* _What is expected_: The exercise calls for a faithful copy of all the data.

* _Dataset entries_:

===============

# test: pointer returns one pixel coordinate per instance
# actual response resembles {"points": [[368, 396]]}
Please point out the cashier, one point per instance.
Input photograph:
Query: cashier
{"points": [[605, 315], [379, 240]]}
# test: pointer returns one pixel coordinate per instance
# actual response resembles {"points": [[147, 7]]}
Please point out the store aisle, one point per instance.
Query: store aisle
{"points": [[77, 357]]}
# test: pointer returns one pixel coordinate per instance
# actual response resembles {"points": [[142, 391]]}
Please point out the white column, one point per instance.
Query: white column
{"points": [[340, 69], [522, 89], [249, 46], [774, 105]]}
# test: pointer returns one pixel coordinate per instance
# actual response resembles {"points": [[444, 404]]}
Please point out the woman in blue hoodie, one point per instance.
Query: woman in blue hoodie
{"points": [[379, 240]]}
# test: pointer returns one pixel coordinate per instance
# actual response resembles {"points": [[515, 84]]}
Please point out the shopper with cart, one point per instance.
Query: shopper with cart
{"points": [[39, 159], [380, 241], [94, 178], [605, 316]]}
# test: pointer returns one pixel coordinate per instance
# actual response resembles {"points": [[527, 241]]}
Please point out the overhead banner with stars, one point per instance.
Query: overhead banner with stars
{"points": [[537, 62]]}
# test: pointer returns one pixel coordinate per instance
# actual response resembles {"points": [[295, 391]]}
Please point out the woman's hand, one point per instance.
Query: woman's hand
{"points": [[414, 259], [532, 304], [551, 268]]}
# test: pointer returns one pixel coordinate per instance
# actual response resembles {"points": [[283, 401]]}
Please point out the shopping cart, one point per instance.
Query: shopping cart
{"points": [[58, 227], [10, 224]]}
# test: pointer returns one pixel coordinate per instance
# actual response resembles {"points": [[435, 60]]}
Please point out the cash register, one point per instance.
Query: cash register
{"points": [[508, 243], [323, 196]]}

===============

* _Task answer_:
# test: pointer returns one pixel coordinate per instance
# actual response resembles {"points": [[368, 396]]}
Please point out the cashier, one point per instance.
Input photograph:
Query: cashier
{"points": [[605, 315], [379, 240]]}
# test: pointer returns one pixel coordinate per instance
# actual response resembles {"points": [[147, 7]]}
Please point out the store aisle, one point per instance.
Query: store aisle
{"points": [[77, 357]]}
# test: pointer returns one pixel coordinate per instance
# actual response resembles {"points": [[142, 391]]}
Please point out the white column, one point per instance.
Query: white column
{"points": [[340, 69], [522, 89], [249, 46], [774, 105]]}
# test: pointer returns one pixel coordinate per instance
# actual response resembles {"points": [[444, 404]]}
Please point out the woman in blue hoodie, one point per instance.
Query: woman in blue hoodie
{"points": [[379, 240]]}
# test: pointer returns one pixel coordinate per instance
# actual response resembles {"points": [[515, 84]]}
Please point out the shopper with cart, one point per instance.
Query: shopper with cart
{"points": [[39, 159], [380, 241], [94, 178], [605, 316]]}
# test: pointer returns one pixel coordinate per instance
# actual response resembles {"points": [[527, 241]]}
Please point out the overhead banner with stars, one point per instance.
Query: overhead banner with stars
{"points": [[537, 62]]}
# test: pointer returns one pixel coordinate per instance
# actual response resembles {"points": [[295, 391]]}
Please point out the woman's hand, one point per instance.
Query: woman's hand
{"points": [[414, 259], [532, 304], [551, 268]]}
# test: pointer returns one pixel coordinate per instance
# actual response resembles {"points": [[283, 401]]}
Please point out the shopping cart, one point per instance.
Query: shopping cart
{"points": [[58, 227], [10, 224]]}
# test: pointer returns one pixel coordinate per instance
# actual response resembles {"points": [[435, 60]]}
Please point out the cash register, one point per instance.
Query: cash register
{"points": [[508, 243], [323, 196]]}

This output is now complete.